Pick out each line in these entries that contains the string "wrapped".

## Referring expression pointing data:
****************

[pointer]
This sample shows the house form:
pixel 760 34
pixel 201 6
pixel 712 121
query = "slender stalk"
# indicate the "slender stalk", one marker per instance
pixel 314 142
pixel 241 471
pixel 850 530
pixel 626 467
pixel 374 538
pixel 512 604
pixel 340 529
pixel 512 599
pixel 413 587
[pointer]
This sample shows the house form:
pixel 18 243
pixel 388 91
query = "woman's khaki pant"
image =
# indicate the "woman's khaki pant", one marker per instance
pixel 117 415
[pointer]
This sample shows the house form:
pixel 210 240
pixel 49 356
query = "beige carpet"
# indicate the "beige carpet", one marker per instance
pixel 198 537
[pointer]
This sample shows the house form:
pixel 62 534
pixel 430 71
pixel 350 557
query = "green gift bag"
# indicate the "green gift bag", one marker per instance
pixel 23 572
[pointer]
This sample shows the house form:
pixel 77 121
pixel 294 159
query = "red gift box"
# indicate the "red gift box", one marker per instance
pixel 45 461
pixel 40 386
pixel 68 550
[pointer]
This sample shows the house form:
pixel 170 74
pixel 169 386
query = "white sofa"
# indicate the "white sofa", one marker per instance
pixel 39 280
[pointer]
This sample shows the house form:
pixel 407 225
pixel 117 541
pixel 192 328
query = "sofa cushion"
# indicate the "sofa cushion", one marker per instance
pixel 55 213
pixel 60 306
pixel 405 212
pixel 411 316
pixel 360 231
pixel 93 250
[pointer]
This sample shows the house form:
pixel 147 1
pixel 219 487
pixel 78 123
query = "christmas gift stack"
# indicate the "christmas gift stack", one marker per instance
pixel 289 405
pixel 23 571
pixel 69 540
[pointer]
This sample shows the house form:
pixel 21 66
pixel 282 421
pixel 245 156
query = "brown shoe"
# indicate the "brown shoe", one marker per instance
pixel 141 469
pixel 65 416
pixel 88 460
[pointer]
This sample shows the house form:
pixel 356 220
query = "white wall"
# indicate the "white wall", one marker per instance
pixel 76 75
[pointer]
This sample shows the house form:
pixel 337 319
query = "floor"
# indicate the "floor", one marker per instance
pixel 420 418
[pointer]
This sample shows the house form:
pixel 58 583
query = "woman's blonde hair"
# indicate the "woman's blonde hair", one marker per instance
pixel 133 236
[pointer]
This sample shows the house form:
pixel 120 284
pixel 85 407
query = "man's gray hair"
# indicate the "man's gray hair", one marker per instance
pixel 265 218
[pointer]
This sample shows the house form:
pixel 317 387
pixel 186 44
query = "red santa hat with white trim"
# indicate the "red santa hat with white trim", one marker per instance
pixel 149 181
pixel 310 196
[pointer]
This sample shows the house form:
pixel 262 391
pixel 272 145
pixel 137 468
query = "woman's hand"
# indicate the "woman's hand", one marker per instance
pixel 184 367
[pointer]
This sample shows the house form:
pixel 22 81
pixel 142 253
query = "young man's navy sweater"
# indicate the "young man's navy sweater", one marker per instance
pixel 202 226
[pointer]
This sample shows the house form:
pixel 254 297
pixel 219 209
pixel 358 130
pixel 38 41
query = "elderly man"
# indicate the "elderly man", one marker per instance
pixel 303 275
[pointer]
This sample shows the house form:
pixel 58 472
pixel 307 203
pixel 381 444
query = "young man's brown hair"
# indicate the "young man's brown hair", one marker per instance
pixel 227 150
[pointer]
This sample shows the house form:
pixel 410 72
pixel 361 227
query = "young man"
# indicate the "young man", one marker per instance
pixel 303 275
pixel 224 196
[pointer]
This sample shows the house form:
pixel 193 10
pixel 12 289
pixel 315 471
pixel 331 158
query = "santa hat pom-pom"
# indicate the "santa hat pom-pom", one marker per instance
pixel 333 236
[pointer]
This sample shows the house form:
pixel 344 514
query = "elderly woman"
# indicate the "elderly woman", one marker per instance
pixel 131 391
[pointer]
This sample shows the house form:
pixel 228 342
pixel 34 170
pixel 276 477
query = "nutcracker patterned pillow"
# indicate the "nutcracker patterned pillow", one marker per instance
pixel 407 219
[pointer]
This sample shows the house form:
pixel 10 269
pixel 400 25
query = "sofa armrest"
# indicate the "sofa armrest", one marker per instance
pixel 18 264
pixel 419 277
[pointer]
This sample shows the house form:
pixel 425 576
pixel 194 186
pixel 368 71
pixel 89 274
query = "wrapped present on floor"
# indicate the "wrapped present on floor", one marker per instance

****************

## Response:
query = "wrapped present on floor"
# indicate the "wrapped present on floor", one marker per instance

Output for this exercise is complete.